The inside story of what it took to keep a Texas grocery chain running in the chaos of Hurricane Harvey
[Note: In any large scale disaster such as Harvey and now Irma the key to recovery is to keep the food supply chain open. If the people manning and managing the grocery chains falter it is about three days, maximum, until the guns come out.]
The largest grocer in the state is H-E-B, with about 350 stores scattered throughout Texas and Mexico. At a time when retail watchers question the future of brick-and-mortar stores due to Amazon’s continued ascendance, the 112-year-old retailer is drawing widespread praise after managing to open 60 of its 83 stores in Houston last Sunday, hours after Hurricane Harvey slammed into Texas as a Category 4 storm. (Now, 79 of the 83 stores are open.)
When employees couldn’t get to work, some stores still operated with as few as five people: one stationed at the door as crowd control and four working the registers, trying to get people out as quickly as possible.
On Saturday morning, I spoke with Scott McClelland, a 27-year H-E-B veteran who is president of the chain’s Houston division. For much of the week, he had worked from 5 a.m. to 9:30 p.m., with days blurring together.

*Problem*. Extract, word for word, the stretch from "The inside story" through "stores are open.)" in the article on H-E-B during Hurricane Harvey. The listing that comes next is separate material, unrelated to the article on H-E-B during Hurricane Harvey.

*Provided records*.
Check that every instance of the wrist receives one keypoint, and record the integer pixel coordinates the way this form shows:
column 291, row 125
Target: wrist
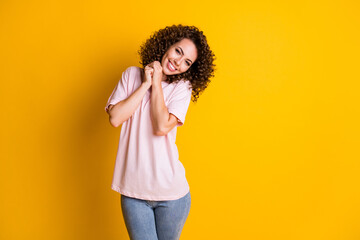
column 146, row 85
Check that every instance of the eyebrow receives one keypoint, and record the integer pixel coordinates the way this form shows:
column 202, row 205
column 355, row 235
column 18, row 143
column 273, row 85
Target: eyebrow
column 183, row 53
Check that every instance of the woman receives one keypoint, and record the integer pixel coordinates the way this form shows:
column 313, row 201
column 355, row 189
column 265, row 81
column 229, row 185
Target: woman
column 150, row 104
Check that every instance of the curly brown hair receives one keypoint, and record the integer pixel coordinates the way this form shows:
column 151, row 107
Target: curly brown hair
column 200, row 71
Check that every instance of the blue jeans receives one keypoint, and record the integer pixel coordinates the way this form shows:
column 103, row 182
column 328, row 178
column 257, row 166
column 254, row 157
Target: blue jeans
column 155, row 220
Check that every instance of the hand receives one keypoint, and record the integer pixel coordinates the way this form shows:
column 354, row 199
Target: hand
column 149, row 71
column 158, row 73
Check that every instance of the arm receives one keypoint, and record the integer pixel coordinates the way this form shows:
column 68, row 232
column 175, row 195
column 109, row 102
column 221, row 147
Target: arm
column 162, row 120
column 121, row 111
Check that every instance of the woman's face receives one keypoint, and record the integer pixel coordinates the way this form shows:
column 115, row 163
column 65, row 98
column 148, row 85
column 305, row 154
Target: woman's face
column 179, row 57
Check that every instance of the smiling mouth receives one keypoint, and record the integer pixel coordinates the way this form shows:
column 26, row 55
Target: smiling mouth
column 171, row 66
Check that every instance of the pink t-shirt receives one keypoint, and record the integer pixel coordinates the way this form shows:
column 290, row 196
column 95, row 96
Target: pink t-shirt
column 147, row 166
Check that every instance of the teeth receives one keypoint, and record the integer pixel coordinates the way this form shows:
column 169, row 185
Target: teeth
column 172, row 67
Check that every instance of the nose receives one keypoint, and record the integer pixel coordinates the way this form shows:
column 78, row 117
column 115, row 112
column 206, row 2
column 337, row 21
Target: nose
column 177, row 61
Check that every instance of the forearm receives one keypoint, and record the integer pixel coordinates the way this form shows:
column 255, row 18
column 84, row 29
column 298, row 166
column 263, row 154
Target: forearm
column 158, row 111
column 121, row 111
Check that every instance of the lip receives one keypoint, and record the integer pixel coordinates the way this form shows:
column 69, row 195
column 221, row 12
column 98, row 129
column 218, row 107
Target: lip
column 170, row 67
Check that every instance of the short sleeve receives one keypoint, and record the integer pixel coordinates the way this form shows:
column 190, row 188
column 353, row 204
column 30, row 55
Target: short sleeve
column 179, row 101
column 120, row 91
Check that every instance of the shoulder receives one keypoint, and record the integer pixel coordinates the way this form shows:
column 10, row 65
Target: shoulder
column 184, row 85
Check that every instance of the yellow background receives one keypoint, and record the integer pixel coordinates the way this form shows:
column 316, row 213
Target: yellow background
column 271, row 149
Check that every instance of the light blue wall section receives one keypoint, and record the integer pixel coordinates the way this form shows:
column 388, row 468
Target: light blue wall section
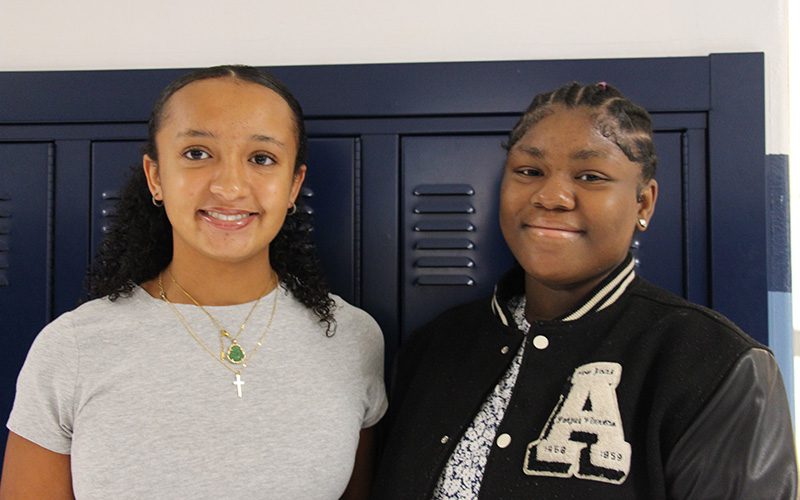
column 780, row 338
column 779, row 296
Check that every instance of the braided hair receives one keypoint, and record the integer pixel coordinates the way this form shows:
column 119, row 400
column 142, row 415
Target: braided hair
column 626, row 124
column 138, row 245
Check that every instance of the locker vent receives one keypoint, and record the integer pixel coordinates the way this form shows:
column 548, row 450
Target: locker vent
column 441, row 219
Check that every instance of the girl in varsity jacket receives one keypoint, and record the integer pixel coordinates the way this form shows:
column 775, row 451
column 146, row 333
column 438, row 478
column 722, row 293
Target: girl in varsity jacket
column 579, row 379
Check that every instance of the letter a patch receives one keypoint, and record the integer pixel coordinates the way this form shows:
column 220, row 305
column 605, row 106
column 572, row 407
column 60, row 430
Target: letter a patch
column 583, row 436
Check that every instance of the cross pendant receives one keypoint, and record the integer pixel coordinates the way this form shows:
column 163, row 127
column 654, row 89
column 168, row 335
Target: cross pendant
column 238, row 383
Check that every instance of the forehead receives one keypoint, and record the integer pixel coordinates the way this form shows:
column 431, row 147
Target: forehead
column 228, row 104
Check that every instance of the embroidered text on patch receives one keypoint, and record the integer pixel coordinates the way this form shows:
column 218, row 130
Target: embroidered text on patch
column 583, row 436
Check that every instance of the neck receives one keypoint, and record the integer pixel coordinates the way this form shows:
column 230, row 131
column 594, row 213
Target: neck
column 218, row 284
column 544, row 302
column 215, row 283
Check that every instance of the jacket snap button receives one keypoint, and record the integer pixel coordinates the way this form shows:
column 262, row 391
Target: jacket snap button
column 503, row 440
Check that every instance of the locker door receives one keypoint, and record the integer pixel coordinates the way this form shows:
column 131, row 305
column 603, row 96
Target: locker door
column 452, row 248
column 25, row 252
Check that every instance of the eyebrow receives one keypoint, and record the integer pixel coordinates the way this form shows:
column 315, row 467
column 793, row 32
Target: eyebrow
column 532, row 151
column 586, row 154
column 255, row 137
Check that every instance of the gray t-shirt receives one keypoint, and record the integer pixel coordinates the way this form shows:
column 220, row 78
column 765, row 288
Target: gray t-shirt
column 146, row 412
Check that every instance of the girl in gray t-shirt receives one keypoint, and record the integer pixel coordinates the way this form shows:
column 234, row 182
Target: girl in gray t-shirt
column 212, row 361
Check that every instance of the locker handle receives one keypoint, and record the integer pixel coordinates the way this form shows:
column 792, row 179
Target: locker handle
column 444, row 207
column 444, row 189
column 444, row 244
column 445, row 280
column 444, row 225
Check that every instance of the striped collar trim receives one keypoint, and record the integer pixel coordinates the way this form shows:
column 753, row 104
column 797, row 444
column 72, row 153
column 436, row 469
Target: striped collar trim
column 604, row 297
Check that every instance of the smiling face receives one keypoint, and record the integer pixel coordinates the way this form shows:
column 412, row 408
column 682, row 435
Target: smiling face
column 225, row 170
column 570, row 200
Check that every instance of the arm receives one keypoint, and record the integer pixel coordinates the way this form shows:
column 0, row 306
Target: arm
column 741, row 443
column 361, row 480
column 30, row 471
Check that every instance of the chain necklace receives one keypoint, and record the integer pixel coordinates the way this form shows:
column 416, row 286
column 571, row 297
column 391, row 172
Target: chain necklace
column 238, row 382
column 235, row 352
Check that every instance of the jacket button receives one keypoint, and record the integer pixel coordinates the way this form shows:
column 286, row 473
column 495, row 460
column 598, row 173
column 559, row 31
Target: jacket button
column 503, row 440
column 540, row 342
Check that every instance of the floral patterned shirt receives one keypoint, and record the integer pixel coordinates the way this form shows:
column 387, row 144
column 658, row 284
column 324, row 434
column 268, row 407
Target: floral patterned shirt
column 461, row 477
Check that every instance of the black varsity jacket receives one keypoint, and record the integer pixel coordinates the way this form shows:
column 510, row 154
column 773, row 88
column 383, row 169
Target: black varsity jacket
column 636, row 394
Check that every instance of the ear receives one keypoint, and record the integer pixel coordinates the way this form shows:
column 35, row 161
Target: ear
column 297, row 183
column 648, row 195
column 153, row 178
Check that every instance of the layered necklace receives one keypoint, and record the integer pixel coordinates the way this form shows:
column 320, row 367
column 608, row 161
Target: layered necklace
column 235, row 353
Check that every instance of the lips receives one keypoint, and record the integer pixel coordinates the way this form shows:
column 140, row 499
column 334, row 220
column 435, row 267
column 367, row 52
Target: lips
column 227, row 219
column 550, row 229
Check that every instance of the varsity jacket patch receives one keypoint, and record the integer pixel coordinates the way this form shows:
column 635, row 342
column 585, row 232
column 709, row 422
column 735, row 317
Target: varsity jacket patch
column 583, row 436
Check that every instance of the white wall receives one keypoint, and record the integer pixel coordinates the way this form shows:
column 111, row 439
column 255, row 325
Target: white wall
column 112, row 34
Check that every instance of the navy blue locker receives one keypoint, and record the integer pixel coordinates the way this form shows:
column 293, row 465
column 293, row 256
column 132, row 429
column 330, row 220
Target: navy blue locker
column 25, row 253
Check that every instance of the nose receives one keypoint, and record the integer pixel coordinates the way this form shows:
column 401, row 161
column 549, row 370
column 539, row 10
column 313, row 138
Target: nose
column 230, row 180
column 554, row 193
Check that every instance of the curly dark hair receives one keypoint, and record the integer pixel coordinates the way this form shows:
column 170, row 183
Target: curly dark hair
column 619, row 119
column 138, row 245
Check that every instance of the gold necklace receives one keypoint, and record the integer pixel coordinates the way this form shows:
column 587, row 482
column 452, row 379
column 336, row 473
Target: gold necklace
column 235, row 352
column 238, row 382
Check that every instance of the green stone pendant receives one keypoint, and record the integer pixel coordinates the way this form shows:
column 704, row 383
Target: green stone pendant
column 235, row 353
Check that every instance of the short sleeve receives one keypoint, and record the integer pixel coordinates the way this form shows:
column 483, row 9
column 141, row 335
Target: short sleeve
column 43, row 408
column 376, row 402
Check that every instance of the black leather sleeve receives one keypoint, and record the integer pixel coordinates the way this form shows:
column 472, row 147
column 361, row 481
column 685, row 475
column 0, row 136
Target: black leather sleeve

*Result*.
The inside story of what it took to keep a Texas grocery chain running in the chaos of Hurricane Harvey
[Note: In any large scale disaster such as Harvey and now Irma the key to recovery is to keep the food supply chain open. If the people manning and managing the grocery chains falter it is about three days, maximum, until the guns come out.]
The largest grocer in the state is H-E-B, with about 350 stores scattered throughout Texas and Mexico. At a time when retail watchers question the future of brick-and-mortar stores due to Amazon’s continued ascendance, the 112-year-old retailer is drawing widespread praise after managing to open 60 of its 83 stores in Houston last Sunday, hours after Hurricane Harvey slammed into Texas as a Category 4 storm. (Now, 79 of the 83 stores are open.)